> What is required
Reproduce the part of the C discussion thread below, from "And I can find" up to and including "hypothetical conforming implementations...".

> Selected excerpt
━━━━

Why would you think otherwise?

Arthur J. O'Dwyer may be under the impression that
"int cannot represent the whole range of unsigned char."
is an incorrect aphorism about C, being used to criticize the code,
rather than a direct critisism of the code.
 
N

nrk

Dan said:
In <[email protected]> nrk


By your logic, all signed types would have the same number of value bits
and so on...

No, because the section discussing limits.h will tell me otherwise. But I
see your point (which I've already conceded).
If there is no wording prohibiting this, an implementor is free to do it.
And I can find no such wording.

Precisely the point that I missed. This is a good lesson for me to learn as
far as interpreting the standard goes.
I sincerely hope there aren't. But this doesn't affect the discussion
about hypothetical conforming implementations...

Yes, of course. I didn't ask that question as a challenge to your
interpretation, only to see if any weird systems out there exploit this
leeway in the standard (so I can refuse to work on such a system :).

-nrk.
 
H

Hallvard B Furuseth

Dan said:
Implicitly guaranteed for hosted implementations, because the library
specification relies on INT_MAX >= UCHAR_MAX and this would be impossible
if sizeof(int) == 1.

━━━━

> Provided data
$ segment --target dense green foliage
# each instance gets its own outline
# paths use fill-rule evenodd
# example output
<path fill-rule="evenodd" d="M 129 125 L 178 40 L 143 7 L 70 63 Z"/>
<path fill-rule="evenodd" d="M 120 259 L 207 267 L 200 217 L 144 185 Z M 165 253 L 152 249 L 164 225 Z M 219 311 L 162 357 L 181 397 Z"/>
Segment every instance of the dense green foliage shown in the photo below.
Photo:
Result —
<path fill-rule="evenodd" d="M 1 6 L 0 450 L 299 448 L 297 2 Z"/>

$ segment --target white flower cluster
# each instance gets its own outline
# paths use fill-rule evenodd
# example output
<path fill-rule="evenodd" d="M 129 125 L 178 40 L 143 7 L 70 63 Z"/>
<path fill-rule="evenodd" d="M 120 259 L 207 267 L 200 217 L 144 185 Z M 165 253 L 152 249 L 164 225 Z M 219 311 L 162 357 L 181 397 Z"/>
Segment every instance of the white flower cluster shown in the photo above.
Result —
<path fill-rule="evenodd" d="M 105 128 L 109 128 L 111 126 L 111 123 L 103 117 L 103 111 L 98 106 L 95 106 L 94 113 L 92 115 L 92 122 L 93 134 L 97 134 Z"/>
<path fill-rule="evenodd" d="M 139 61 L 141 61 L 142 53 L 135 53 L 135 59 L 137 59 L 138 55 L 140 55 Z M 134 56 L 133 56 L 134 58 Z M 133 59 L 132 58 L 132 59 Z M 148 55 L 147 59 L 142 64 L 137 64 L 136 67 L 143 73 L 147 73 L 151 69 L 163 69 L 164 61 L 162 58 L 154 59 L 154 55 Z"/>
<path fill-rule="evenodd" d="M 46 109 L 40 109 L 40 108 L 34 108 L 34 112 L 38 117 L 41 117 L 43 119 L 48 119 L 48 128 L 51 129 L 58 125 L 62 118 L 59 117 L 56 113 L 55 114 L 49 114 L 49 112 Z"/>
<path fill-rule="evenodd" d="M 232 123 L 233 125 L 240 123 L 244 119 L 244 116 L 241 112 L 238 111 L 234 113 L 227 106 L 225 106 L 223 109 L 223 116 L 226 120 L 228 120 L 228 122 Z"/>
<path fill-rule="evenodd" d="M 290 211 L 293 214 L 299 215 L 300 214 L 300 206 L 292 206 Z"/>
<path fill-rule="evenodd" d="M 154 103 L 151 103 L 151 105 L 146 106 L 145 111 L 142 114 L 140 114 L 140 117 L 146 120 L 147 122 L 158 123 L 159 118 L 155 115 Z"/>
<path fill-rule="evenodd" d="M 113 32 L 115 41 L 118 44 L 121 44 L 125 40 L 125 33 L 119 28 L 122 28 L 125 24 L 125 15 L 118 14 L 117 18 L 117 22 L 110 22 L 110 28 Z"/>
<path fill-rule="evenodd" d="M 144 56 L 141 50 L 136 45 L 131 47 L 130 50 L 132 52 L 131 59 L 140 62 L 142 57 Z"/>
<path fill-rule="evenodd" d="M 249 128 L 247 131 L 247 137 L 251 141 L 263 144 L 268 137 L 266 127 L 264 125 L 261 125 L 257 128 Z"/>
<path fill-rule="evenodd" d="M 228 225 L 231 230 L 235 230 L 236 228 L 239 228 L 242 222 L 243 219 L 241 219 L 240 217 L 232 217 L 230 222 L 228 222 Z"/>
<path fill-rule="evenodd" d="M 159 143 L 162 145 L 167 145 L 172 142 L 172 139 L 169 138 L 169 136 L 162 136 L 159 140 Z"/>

━━━━

> Reply
And I can find no such wording.

Precisely the point that I missed. This is a good lesson for me to learn as
far as interpreting the standard goes.
I sincerely hope there aren't. But this doesn't affect the discussion
about hypothetical conforming implementations...